### GIVEN INSTRUCTION
Please locate every line in the material below that contains the word "vegetation", matching case, and copy each one.

### Dataset records
-----
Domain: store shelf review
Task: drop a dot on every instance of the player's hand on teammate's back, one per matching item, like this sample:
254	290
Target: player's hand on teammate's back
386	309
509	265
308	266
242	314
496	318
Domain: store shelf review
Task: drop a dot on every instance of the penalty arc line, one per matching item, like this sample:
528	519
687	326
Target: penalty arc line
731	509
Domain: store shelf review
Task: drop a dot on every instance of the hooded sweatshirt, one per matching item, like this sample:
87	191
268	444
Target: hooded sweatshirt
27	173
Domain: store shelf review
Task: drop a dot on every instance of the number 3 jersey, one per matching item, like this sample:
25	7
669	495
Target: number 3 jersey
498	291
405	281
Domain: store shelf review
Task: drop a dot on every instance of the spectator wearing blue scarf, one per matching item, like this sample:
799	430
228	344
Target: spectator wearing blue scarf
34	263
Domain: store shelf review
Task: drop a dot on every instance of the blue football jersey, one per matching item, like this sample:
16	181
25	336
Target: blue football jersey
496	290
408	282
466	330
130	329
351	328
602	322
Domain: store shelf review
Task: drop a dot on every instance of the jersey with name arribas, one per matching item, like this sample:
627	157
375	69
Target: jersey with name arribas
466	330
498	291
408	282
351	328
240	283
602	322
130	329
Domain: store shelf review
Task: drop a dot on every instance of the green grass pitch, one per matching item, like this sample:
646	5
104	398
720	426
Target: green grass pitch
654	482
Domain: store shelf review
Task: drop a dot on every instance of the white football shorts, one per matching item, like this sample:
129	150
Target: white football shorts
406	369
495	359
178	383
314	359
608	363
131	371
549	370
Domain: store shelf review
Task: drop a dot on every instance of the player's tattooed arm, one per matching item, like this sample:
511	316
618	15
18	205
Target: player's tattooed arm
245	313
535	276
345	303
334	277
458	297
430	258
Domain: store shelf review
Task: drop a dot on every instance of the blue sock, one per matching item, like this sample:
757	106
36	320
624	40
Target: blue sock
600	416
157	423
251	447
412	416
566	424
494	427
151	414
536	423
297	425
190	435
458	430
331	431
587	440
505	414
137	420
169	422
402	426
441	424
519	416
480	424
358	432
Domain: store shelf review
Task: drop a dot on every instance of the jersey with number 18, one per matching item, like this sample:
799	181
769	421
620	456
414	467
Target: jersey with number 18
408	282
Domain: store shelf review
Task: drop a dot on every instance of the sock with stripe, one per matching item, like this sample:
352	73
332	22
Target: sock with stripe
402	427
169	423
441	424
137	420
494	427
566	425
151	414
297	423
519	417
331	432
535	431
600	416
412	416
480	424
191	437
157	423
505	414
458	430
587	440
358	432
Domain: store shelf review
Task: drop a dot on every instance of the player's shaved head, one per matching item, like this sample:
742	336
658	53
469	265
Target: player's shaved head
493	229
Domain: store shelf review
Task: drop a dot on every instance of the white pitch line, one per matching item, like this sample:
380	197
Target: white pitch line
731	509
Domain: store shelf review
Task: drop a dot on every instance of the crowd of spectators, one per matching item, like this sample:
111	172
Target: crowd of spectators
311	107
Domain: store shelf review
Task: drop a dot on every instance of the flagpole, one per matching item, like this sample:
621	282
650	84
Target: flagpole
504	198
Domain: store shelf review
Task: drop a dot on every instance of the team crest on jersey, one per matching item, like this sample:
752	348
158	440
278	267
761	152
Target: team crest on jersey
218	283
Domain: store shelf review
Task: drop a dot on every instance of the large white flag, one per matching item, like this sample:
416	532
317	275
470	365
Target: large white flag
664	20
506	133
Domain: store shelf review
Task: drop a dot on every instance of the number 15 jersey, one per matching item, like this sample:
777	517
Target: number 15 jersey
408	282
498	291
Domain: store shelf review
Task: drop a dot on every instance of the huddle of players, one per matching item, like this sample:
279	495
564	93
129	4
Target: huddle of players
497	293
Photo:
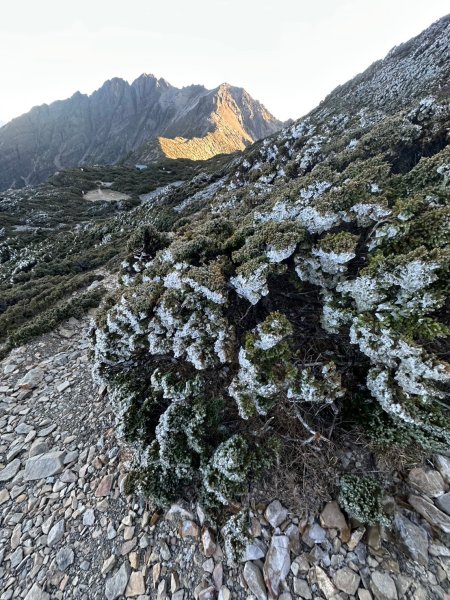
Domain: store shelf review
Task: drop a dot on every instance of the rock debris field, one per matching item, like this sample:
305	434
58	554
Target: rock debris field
67	529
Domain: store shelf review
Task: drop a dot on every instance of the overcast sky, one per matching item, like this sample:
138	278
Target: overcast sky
287	53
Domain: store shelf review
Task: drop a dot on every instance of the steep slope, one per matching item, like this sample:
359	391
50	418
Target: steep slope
120	118
305	291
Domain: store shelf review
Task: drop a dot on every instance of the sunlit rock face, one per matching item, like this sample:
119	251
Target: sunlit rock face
313	278
143	121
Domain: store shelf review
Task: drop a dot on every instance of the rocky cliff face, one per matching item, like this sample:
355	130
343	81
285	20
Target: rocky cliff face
149	118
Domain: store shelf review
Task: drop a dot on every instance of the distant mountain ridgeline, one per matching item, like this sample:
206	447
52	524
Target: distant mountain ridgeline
145	121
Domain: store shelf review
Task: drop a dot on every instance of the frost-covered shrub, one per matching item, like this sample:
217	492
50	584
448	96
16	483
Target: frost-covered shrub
316	273
361	498
264	367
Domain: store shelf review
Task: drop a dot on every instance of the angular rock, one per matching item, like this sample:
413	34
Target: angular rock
443	502
277	563
23	429
56	533
189	529
276	513
63	386
333	518
207	594
208	542
254	579
39	446
429	482
302	589
10	470
37	593
64	558
89	517
178	512
325	584
355	538
430	513
44	465
255	550
224	593
383	586
104	487
136	585
443	466
116	585
314	535
108	565
413	539
31	379
346	581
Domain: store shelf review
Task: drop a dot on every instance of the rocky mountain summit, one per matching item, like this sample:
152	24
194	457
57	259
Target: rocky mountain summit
269	408
148	119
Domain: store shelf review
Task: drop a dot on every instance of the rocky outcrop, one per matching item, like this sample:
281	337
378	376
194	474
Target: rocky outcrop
148	118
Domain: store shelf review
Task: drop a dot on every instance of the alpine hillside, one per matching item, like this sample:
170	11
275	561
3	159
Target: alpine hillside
270	325
149	118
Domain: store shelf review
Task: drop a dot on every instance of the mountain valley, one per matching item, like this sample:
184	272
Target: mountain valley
267	330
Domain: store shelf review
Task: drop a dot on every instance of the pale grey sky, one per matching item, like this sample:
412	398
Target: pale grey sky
287	53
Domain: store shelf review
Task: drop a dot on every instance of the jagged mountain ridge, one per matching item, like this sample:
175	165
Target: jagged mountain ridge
149	118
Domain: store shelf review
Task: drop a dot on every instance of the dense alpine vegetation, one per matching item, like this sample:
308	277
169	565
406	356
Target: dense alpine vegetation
311	283
270	299
143	122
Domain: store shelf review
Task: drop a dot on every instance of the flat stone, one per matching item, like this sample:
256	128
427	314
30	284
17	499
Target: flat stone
104	487
346	581
136	585
443	502
31	379
46	431
207	594
39	446
255	550
116	585
64	558
383	586
430	513
178	512
276	513
108	565
189	529
314	535
355	538
325	584
37	593
302	589
443	466
10	470
413	539
44	465
429	482
89	517
254	579
208	542
16	557
23	429
4	496
56	533
277	563
224	593
63	386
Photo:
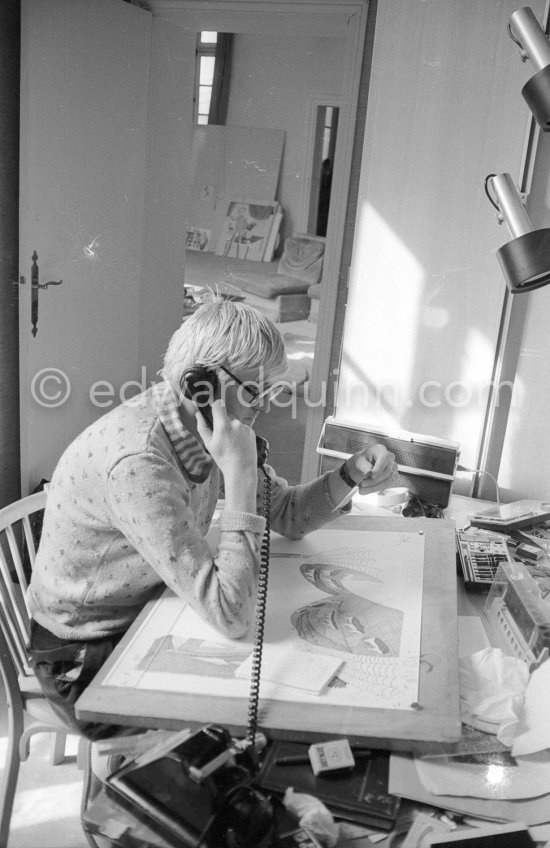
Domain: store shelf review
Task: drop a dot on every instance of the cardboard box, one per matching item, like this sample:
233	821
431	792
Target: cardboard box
426	464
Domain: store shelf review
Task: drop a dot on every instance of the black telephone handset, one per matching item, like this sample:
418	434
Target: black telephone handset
201	385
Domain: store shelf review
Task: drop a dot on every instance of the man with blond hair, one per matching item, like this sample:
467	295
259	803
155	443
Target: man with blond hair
132	498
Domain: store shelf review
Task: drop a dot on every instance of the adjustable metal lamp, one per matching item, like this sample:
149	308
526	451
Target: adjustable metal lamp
527	33
524	261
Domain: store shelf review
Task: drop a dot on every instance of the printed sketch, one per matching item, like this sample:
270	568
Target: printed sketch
359	601
348	623
193	656
246	230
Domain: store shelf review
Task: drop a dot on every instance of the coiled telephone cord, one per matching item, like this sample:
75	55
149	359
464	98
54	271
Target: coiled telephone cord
261	603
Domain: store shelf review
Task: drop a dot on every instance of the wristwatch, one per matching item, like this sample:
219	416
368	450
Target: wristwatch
346	477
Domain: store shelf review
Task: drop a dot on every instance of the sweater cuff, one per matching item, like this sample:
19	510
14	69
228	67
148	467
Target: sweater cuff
242	521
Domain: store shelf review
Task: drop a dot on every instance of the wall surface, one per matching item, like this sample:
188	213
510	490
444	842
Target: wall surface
425	293
525	465
9	294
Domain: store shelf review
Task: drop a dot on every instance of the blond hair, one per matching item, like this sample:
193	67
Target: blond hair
225	332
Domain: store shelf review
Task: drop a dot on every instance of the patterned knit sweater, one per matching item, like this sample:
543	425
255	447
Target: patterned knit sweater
129	506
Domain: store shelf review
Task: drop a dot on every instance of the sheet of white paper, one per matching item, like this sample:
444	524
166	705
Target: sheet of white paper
529	778
348	595
471	635
533	729
299	669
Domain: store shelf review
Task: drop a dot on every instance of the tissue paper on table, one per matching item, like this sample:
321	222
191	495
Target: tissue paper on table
492	688
533	730
313	815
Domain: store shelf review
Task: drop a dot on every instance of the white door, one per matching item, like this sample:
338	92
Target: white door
84	99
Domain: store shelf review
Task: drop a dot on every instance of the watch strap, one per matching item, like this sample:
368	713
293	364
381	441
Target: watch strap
346	477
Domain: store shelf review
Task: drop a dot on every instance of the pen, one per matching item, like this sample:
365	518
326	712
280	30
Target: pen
304	759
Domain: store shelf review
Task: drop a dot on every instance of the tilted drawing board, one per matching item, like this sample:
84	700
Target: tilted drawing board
366	609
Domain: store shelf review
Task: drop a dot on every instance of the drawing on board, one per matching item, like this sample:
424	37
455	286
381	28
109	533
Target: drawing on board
246	230
353	596
355	625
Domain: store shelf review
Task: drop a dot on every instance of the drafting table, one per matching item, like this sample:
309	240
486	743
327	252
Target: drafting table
436	717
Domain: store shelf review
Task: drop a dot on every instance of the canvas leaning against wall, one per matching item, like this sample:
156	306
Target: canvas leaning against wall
249	230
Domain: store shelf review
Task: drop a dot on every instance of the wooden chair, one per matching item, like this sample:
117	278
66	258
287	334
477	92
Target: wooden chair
28	710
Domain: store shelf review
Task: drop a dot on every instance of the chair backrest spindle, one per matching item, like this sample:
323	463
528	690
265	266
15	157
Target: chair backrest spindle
17	547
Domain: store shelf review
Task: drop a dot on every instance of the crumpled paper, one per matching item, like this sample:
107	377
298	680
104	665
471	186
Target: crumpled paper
312	815
492	688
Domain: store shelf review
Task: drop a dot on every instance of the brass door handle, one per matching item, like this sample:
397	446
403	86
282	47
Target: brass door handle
35	287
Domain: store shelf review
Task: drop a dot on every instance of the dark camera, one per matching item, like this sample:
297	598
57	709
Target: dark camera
201	793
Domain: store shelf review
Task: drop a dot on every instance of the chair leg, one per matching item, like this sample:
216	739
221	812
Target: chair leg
8	784
57	751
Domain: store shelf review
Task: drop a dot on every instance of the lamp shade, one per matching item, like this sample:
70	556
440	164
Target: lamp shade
529	35
525	261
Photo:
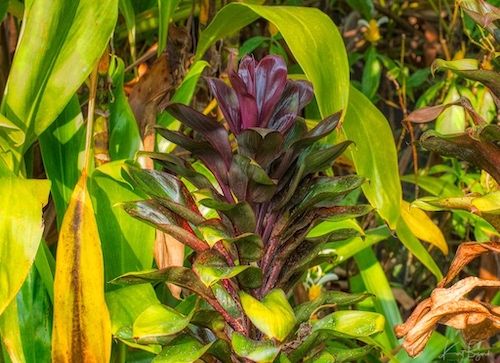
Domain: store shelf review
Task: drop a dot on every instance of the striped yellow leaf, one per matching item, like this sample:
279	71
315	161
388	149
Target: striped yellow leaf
81	330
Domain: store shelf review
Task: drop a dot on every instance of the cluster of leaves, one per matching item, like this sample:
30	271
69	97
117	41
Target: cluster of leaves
250	247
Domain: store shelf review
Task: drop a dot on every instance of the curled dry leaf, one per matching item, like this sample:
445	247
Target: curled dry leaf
466	252
478	320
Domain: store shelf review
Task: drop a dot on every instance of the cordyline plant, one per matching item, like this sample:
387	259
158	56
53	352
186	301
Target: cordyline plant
477	144
247	222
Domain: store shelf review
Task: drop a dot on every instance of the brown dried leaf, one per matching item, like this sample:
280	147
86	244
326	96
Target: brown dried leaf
466	252
448	307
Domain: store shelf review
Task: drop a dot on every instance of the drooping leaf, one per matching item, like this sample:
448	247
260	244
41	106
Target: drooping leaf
273	315
21	228
352	323
258	351
82	328
65	46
-----
### EXERCISE ANSWER
Task: drop a dot on every instance of the dense alpine vegetation, one per matching item, like this sample:
Target: dense alpine vegetation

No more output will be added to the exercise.